→ **Your objective**
Write out, please, the line containing "Target: lemon slice" together with all lines after it, up to and including the last one, with no other output.

===== Entries =====

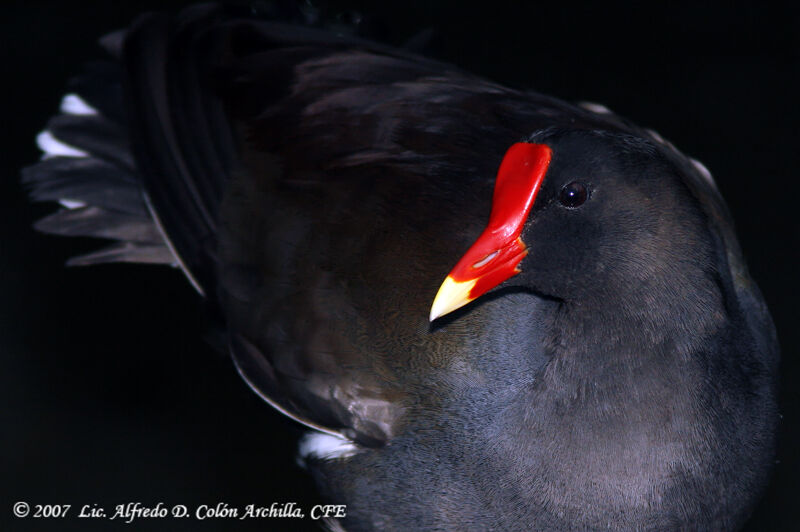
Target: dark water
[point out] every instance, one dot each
(109, 394)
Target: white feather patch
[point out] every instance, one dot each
(595, 108)
(326, 446)
(71, 204)
(53, 147)
(72, 104)
(654, 134)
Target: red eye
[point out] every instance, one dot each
(573, 195)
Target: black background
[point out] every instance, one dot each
(109, 393)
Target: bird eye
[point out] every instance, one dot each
(573, 195)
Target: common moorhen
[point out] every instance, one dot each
(330, 197)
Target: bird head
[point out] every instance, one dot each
(572, 210)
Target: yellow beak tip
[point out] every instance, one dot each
(451, 296)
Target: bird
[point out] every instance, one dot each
(490, 308)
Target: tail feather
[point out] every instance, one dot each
(88, 168)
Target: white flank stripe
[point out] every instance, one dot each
(72, 104)
(71, 204)
(595, 108)
(326, 446)
(53, 147)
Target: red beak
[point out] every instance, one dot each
(495, 256)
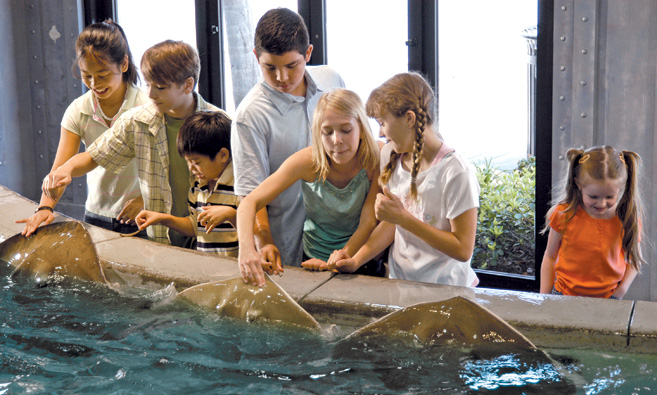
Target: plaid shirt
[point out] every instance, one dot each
(141, 133)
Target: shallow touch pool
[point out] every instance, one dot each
(85, 338)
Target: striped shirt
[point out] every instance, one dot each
(223, 238)
(141, 133)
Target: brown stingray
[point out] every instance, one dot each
(234, 298)
(457, 321)
(62, 249)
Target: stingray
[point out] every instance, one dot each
(58, 250)
(456, 325)
(234, 298)
(457, 321)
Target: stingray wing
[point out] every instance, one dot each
(58, 249)
(458, 321)
(234, 298)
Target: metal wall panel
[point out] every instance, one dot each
(39, 39)
(605, 71)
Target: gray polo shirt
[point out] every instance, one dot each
(268, 127)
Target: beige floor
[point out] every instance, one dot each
(352, 301)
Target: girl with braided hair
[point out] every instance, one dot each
(594, 227)
(428, 207)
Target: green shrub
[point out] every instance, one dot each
(505, 230)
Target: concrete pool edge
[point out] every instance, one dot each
(352, 301)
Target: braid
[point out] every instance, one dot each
(387, 171)
(417, 148)
(629, 212)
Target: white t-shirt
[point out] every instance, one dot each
(445, 190)
(107, 192)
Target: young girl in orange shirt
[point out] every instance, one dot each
(594, 228)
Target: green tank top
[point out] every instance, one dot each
(332, 214)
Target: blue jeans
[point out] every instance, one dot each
(112, 224)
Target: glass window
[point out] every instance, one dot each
(485, 76)
(367, 51)
(148, 22)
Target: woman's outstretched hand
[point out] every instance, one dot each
(55, 183)
(32, 223)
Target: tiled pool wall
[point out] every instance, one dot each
(350, 301)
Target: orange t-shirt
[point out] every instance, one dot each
(591, 259)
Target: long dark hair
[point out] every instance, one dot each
(107, 41)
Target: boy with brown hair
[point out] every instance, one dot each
(204, 142)
(272, 123)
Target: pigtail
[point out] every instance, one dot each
(418, 148)
(570, 194)
(629, 211)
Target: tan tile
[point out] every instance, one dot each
(568, 321)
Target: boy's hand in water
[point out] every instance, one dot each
(54, 184)
(213, 216)
(342, 262)
(146, 218)
(271, 258)
(251, 264)
(388, 207)
(130, 210)
(315, 264)
(36, 219)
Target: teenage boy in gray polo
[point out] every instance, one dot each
(273, 122)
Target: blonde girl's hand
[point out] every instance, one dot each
(213, 216)
(32, 223)
(271, 259)
(388, 207)
(250, 264)
(146, 218)
(315, 264)
(130, 210)
(55, 183)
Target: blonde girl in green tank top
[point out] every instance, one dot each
(342, 147)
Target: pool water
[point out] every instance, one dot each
(86, 338)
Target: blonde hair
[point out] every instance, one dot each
(402, 93)
(600, 164)
(347, 103)
(171, 62)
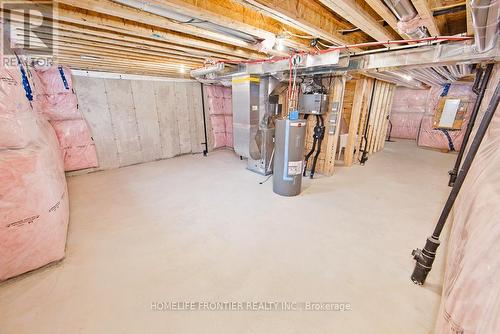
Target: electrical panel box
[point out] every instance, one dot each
(315, 104)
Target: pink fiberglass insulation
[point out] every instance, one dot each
(229, 130)
(17, 124)
(58, 107)
(471, 293)
(219, 106)
(435, 138)
(56, 101)
(408, 108)
(12, 94)
(33, 204)
(76, 143)
(53, 80)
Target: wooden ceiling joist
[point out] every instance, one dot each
(102, 43)
(115, 9)
(151, 33)
(306, 16)
(384, 12)
(353, 13)
(424, 10)
(230, 14)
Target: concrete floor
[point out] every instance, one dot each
(203, 229)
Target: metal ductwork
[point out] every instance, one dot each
(406, 14)
(162, 11)
(199, 72)
(485, 21)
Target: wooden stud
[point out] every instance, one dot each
(424, 10)
(381, 143)
(332, 130)
(353, 137)
(363, 117)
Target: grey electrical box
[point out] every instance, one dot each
(313, 103)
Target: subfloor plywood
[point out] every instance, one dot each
(203, 229)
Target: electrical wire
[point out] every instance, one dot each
(298, 36)
(351, 46)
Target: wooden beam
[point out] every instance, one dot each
(353, 137)
(424, 10)
(116, 38)
(387, 15)
(137, 15)
(106, 44)
(381, 143)
(233, 15)
(363, 118)
(307, 16)
(353, 13)
(332, 124)
(114, 9)
(181, 41)
(125, 29)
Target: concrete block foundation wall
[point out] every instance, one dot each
(135, 121)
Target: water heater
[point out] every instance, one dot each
(289, 156)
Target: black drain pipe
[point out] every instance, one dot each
(205, 151)
(479, 88)
(425, 257)
(364, 156)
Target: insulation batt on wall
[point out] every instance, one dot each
(33, 196)
(219, 105)
(435, 138)
(56, 100)
(408, 109)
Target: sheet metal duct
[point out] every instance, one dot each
(406, 13)
(207, 70)
(485, 21)
(246, 107)
(162, 11)
(444, 73)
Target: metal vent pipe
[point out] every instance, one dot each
(485, 21)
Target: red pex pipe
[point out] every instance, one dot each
(350, 46)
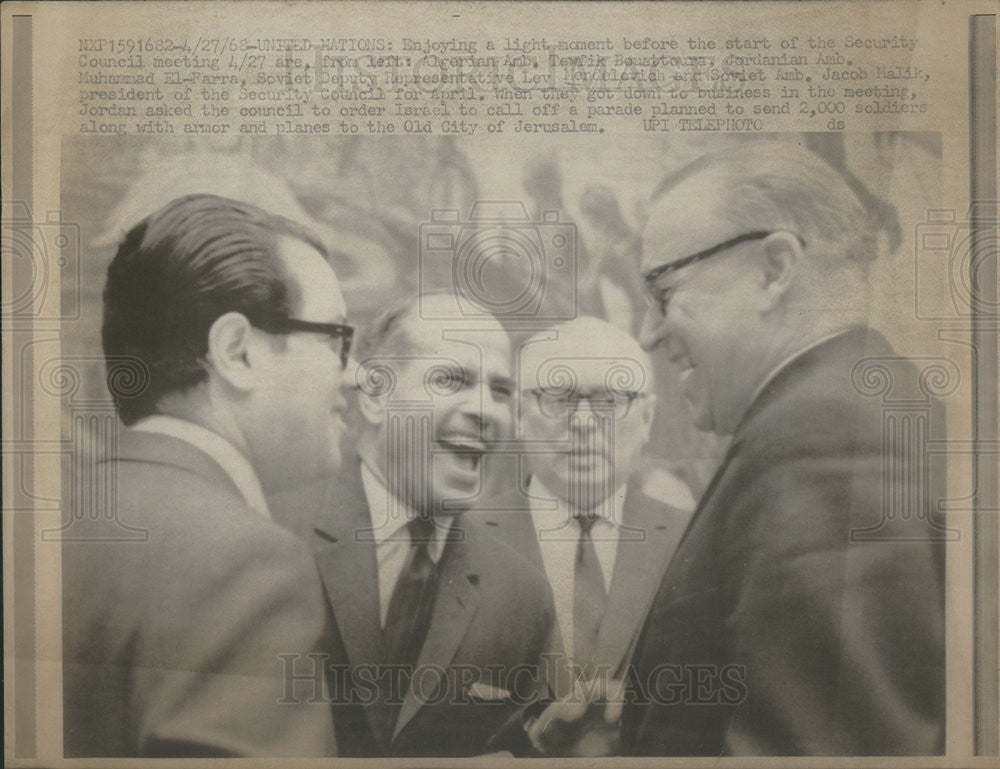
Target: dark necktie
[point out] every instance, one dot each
(589, 598)
(409, 614)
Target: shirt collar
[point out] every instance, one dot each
(391, 524)
(227, 456)
(797, 354)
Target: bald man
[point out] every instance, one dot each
(590, 515)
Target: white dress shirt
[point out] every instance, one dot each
(558, 537)
(225, 454)
(392, 539)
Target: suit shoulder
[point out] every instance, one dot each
(501, 561)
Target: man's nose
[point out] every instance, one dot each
(653, 331)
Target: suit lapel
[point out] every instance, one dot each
(517, 529)
(155, 448)
(454, 607)
(347, 565)
(636, 575)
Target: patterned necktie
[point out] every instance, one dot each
(589, 598)
(409, 615)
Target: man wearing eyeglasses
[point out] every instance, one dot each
(171, 648)
(591, 515)
(796, 617)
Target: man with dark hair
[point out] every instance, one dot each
(442, 625)
(803, 611)
(178, 645)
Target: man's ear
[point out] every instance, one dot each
(231, 350)
(371, 399)
(782, 252)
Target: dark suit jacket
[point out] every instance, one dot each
(648, 535)
(777, 629)
(170, 645)
(490, 621)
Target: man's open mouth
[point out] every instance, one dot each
(468, 450)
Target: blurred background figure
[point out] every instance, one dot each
(445, 620)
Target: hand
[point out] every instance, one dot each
(585, 724)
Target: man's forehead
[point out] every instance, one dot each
(685, 220)
(453, 340)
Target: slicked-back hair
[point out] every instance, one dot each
(766, 185)
(176, 272)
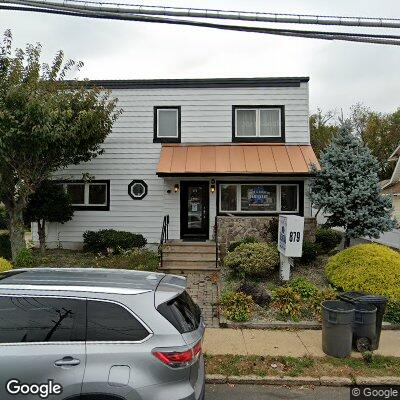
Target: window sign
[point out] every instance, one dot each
(259, 198)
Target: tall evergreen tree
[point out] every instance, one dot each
(346, 188)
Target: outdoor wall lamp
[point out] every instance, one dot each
(212, 187)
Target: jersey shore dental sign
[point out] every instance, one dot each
(290, 242)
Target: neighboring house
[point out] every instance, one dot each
(194, 149)
(391, 186)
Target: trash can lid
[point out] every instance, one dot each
(365, 308)
(351, 296)
(338, 306)
(369, 298)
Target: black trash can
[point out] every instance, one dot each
(364, 327)
(380, 302)
(337, 330)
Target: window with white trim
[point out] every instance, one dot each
(257, 198)
(88, 195)
(257, 122)
(167, 124)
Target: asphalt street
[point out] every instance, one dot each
(258, 392)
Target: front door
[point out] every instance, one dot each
(194, 210)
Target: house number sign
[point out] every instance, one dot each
(290, 242)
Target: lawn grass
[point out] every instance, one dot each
(137, 259)
(304, 366)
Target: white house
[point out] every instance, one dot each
(194, 149)
(391, 187)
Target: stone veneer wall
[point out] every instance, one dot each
(231, 229)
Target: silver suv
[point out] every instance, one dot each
(99, 334)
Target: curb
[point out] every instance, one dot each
(335, 381)
(302, 325)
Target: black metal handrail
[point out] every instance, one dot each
(164, 236)
(216, 242)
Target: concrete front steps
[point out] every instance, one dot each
(196, 256)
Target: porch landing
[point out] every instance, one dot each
(197, 262)
(189, 255)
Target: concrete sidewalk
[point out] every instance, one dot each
(282, 343)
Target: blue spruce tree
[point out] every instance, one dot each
(347, 190)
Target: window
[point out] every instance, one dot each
(167, 124)
(137, 189)
(93, 195)
(110, 322)
(182, 312)
(259, 197)
(40, 319)
(259, 123)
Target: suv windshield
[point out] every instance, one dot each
(182, 312)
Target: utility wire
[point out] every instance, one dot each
(376, 22)
(355, 37)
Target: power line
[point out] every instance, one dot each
(377, 22)
(354, 37)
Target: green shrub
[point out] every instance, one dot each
(143, 260)
(393, 312)
(236, 306)
(271, 230)
(5, 246)
(310, 252)
(328, 239)
(369, 268)
(288, 303)
(253, 259)
(24, 259)
(4, 265)
(304, 288)
(3, 218)
(110, 241)
(232, 246)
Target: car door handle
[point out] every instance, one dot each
(67, 361)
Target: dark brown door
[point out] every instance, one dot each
(194, 210)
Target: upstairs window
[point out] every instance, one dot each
(262, 123)
(93, 195)
(167, 124)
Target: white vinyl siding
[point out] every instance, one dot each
(130, 154)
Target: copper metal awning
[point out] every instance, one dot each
(235, 159)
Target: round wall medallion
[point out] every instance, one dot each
(137, 189)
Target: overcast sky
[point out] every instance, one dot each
(340, 73)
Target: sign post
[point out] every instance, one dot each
(290, 242)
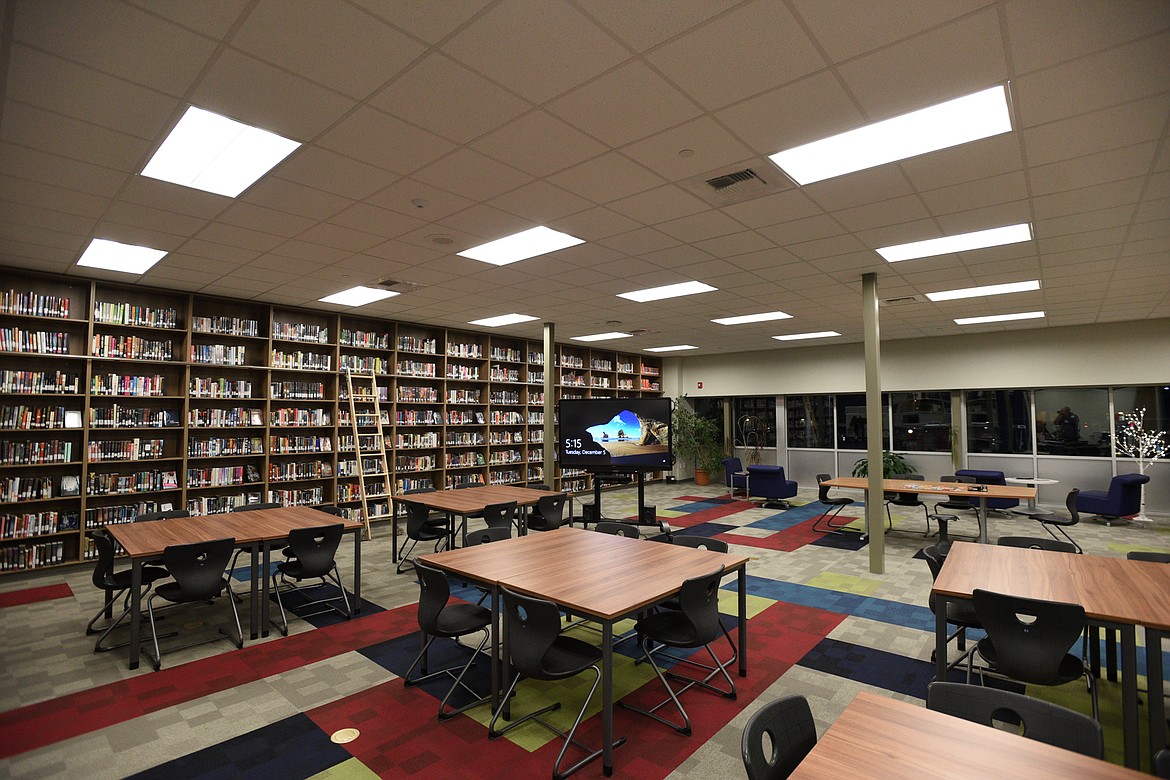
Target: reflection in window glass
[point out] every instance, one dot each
(998, 421)
(851, 421)
(921, 421)
(1072, 421)
(755, 421)
(810, 420)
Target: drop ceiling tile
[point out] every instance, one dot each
(754, 48)
(305, 36)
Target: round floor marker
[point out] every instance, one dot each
(343, 736)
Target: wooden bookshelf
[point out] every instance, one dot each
(117, 400)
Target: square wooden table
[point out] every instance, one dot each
(599, 575)
(1115, 593)
(949, 489)
(878, 738)
(255, 530)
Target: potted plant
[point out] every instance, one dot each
(699, 441)
(892, 464)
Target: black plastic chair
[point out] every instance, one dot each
(1033, 649)
(115, 586)
(200, 574)
(420, 526)
(550, 513)
(695, 625)
(777, 738)
(618, 529)
(1054, 523)
(959, 614)
(824, 523)
(1037, 543)
(907, 499)
(440, 619)
(311, 557)
(1037, 719)
(537, 650)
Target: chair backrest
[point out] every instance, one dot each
(1036, 543)
(531, 626)
(164, 515)
(1031, 636)
(552, 510)
(699, 599)
(617, 529)
(103, 568)
(500, 516)
(777, 738)
(198, 567)
(484, 536)
(434, 591)
(1038, 719)
(699, 543)
(315, 547)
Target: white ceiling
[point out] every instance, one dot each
(501, 115)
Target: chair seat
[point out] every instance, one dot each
(1071, 667)
(460, 619)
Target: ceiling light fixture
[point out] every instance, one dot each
(999, 318)
(521, 246)
(600, 337)
(981, 291)
(797, 337)
(667, 291)
(948, 124)
(502, 319)
(217, 154)
(675, 347)
(962, 242)
(768, 316)
(358, 296)
(115, 256)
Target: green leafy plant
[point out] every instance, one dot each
(696, 439)
(892, 464)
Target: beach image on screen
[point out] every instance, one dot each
(628, 435)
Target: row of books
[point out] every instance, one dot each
(34, 304)
(128, 313)
(39, 381)
(19, 339)
(22, 525)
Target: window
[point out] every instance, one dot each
(1073, 421)
(998, 421)
(922, 421)
(851, 421)
(810, 420)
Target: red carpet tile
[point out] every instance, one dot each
(46, 723)
(400, 734)
(33, 595)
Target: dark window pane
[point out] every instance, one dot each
(998, 421)
(922, 421)
(810, 420)
(851, 421)
(1072, 421)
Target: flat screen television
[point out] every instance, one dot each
(614, 433)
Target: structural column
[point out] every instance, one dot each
(874, 524)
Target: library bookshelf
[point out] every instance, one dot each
(121, 399)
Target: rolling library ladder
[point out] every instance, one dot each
(369, 448)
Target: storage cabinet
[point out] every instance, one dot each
(117, 400)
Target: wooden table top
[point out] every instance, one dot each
(598, 574)
(936, 488)
(1109, 588)
(149, 539)
(469, 501)
(880, 738)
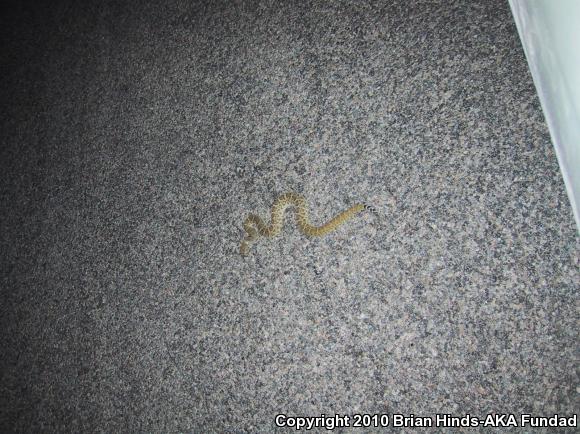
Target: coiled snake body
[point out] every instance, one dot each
(255, 226)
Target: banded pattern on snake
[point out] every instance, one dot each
(255, 226)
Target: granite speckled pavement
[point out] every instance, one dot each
(136, 137)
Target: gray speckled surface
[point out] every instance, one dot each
(136, 138)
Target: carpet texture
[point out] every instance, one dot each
(137, 136)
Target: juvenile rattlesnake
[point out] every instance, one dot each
(255, 226)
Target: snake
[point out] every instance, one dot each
(256, 228)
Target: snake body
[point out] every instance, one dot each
(255, 226)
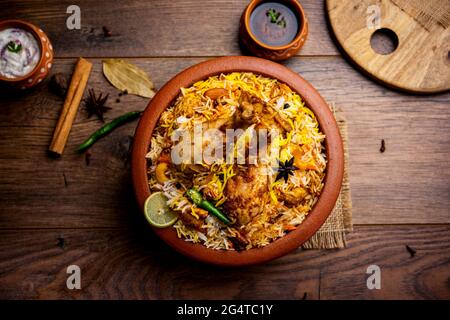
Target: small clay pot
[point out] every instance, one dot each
(262, 50)
(334, 152)
(45, 63)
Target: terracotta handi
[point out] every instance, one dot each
(256, 46)
(333, 145)
(43, 63)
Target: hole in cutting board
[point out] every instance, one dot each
(384, 41)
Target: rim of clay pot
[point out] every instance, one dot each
(32, 29)
(333, 143)
(293, 4)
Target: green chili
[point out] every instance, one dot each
(107, 128)
(197, 199)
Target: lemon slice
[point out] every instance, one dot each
(157, 211)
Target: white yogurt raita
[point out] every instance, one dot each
(19, 53)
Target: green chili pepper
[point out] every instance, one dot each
(197, 199)
(107, 128)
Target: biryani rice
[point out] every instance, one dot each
(278, 214)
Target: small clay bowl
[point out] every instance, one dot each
(45, 63)
(263, 50)
(334, 152)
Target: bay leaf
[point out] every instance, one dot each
(126, 76)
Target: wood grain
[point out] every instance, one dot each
(154, 28)
(406, 184)
(131, 263)
(420, 63)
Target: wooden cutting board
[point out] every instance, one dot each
(420, 63)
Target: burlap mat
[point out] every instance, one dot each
(332, 234)
(427, 13)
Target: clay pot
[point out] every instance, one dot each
(328, 125)
(262, 50)
(42, 69)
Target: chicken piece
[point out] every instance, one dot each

=====

→ **Full response**
Target: lemon slice
[point out] every instance, one dot each
(157, 211)
Target: white yogurt raita
[point out] every instance, one dot each
(19, 53)
Target: green chili pepper
[point out] every instance, one dot each
(197, 199)
(107, 128)
Target: biryani rice
[point out] every instance, one dot each
(278, 214)
Target: small clay bowl
[point out] every instance, one dot each
(45, 63)
(263, 50)
(334, 152)
Target: bay leaf
[point out] every instance, one dot each
(126, 76)
Target: wood grain
[point out] every instance, one dot each
(154, 28)
(406, 184)
(131, 263)
(420, 63)
Target: wooden cutting board
[point out] every instance, one dot each
(420, 63)
Target: burlap mat
[point out] every instance, one dot each
(332, 234)
(427, 13)
Target: clay pot
[point out] every instance, one dot each
(328, 125)
(262, 50)
(42, 69)
Target: chicken piece
[point out] every instance, one dot each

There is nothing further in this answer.